Instruction. Extract each line of the records that contains the string "target", treating uppercase and lowercase as distinct.

Source material.
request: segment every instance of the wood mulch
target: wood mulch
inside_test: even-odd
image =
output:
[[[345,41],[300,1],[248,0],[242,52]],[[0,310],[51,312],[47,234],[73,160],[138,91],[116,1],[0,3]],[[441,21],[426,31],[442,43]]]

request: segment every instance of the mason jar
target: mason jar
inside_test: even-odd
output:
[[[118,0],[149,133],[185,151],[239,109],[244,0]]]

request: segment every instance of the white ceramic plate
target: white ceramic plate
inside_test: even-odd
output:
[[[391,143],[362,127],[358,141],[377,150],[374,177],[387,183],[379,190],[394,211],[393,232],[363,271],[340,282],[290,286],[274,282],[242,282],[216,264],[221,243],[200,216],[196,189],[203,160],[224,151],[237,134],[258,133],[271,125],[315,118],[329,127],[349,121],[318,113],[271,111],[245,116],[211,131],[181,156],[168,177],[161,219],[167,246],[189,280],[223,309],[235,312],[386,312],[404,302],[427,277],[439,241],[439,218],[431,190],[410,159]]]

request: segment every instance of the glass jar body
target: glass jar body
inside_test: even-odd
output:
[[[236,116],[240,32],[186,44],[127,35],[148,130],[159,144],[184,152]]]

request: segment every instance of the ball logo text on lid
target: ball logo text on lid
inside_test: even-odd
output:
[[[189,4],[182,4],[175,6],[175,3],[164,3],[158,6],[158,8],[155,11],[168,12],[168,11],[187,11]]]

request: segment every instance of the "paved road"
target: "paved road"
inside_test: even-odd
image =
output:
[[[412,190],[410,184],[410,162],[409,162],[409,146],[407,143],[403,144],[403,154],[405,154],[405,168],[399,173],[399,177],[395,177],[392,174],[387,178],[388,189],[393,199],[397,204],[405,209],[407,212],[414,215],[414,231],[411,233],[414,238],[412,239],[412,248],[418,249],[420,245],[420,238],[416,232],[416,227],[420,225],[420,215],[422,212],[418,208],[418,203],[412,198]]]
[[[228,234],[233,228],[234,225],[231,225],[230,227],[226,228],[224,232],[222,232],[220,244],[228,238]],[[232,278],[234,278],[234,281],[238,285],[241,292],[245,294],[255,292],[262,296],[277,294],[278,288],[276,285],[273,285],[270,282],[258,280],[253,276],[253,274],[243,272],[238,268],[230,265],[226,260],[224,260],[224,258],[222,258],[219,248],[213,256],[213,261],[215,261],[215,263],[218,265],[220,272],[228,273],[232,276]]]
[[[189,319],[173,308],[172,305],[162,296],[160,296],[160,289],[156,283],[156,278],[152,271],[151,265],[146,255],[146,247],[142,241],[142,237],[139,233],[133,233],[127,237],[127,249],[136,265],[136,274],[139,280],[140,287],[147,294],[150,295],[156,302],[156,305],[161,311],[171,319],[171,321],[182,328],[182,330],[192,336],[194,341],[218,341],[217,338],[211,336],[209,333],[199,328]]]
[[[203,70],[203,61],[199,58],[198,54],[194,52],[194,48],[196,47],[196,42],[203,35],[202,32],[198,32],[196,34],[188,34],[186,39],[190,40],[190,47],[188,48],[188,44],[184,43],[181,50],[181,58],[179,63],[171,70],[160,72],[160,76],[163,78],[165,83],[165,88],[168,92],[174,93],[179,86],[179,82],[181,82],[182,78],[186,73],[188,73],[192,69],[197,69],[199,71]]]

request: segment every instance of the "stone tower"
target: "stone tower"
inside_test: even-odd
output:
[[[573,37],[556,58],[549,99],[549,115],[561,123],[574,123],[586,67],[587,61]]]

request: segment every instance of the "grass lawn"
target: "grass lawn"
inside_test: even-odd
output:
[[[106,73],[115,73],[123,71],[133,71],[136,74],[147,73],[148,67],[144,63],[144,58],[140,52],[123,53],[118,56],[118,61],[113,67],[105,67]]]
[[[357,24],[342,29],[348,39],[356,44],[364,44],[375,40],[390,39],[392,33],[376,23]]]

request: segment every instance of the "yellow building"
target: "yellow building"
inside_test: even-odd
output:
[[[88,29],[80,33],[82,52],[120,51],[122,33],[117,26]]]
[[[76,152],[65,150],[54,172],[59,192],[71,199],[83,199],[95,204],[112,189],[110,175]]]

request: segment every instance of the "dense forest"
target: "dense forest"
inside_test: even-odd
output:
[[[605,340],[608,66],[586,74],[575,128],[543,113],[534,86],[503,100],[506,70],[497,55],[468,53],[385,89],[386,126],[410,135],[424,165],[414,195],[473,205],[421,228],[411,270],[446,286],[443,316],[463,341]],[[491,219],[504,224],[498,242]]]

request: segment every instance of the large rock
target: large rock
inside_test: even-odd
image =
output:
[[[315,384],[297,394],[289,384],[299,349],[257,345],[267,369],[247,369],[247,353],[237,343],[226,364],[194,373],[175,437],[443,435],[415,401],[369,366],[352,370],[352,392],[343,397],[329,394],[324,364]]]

Result below.
target: wood mulch
target: mason jar
target: white ceramic plate
target: glass jar body
target: ball logo text on lid
target: "paved road"
target: "stone tower"
target: "grass lawn"
target: "yellow building"
target: "dense forest"
target: large rock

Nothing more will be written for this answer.